◆ Problem to work on:
Print the line that contains "of the misty" and every line after it through the last line of the records below, exactly as written and nothing else.

··· Records shown

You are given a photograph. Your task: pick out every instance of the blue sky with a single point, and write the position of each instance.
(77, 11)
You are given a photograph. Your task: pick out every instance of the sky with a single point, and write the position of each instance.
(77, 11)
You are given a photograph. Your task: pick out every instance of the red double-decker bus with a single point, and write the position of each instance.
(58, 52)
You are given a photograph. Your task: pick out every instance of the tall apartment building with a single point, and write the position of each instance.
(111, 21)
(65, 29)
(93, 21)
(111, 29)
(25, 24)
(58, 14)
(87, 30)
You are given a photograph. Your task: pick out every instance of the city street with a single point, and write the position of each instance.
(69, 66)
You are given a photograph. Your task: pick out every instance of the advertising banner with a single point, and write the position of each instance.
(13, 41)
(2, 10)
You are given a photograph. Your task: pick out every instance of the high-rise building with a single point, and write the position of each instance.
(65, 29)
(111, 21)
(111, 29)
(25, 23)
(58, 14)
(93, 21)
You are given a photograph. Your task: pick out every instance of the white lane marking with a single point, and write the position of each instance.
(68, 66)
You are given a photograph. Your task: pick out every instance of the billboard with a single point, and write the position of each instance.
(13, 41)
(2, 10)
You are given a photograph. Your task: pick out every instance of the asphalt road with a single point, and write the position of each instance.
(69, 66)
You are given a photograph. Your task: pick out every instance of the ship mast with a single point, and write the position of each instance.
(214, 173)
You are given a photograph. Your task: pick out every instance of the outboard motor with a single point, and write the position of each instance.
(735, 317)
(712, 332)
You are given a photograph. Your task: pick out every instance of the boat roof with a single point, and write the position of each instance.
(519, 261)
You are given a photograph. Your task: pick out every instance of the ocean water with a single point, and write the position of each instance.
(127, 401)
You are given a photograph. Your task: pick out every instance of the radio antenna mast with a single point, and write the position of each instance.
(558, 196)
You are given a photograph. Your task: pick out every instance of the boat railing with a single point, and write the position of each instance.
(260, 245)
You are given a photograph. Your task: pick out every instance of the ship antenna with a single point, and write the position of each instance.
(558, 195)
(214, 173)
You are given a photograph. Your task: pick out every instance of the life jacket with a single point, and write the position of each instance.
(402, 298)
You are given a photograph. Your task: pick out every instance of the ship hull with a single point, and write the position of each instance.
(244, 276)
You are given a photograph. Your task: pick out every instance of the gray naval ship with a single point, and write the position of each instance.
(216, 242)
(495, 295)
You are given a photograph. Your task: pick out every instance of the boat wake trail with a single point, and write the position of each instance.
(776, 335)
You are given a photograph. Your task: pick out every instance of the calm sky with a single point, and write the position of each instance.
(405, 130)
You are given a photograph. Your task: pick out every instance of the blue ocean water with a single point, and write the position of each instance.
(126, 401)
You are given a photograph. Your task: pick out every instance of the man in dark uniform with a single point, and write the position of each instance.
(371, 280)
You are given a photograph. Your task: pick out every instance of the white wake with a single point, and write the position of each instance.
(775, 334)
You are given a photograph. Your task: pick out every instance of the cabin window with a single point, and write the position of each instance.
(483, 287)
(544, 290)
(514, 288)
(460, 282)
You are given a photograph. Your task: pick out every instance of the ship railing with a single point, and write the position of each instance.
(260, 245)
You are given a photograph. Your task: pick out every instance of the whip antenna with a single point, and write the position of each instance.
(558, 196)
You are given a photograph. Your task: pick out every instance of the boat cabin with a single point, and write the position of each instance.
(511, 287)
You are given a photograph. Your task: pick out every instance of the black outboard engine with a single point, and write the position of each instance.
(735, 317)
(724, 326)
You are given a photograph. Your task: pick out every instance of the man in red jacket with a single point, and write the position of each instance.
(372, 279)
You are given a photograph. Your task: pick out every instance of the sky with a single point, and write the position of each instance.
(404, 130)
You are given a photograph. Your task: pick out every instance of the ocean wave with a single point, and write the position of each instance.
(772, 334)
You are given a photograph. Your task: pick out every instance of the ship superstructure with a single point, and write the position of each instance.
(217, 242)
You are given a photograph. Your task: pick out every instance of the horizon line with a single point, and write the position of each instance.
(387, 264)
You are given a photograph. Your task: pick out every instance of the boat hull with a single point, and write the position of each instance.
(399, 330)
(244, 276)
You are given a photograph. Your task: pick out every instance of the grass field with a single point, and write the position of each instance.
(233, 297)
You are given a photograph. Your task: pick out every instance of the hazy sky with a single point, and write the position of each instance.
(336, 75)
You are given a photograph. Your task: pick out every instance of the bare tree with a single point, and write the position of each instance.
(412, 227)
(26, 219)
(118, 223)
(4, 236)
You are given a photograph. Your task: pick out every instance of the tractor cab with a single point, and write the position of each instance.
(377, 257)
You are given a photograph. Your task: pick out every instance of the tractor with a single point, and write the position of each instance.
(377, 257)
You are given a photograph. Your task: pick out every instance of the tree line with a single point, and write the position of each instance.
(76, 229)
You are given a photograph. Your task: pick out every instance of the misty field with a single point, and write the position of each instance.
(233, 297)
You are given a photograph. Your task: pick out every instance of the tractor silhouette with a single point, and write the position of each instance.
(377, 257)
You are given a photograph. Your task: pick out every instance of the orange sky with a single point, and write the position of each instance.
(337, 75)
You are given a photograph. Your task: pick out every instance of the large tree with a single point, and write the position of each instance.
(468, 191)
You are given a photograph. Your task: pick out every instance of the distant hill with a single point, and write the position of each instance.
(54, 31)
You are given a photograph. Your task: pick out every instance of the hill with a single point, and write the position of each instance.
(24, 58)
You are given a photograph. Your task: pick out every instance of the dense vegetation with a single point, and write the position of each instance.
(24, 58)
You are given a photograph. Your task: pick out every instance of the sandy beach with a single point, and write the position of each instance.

······

◆ Reply to the task:
You are given a photograph. Your task: pick out every instance of the misty field with a single point, and write the position of each instance.
(233, 297)
You are given a photograph. Your task: pick out every instance of the tractor silhouette with a single point, and write the position of each instance.
(377, 257)
You are given a photograph. Your task: pick out every instance of the orange sky with a single point, and write the position of each instance.
(337, 75)
You are given a photograph. Your task: pick out every instance of the large tree with a single point, and write the position of each instance.
(468, 191)
You are given a photograph. Your task: pick out every instance of the distant hill with a single point, and write the position of each instance.
(54, 31)
You are given a photograph. Your task: pick out every instance of the hill with a single point, and write the position of each instance.
(24, 58)
You are given a photograph. Your task: pick out every instance of the dense vegetation with a single point, and write the position of each instance.
(24, 58)
You are given a photograph. Your task: pick out every instance of the sandy beach with a single point, and write the position of each instance.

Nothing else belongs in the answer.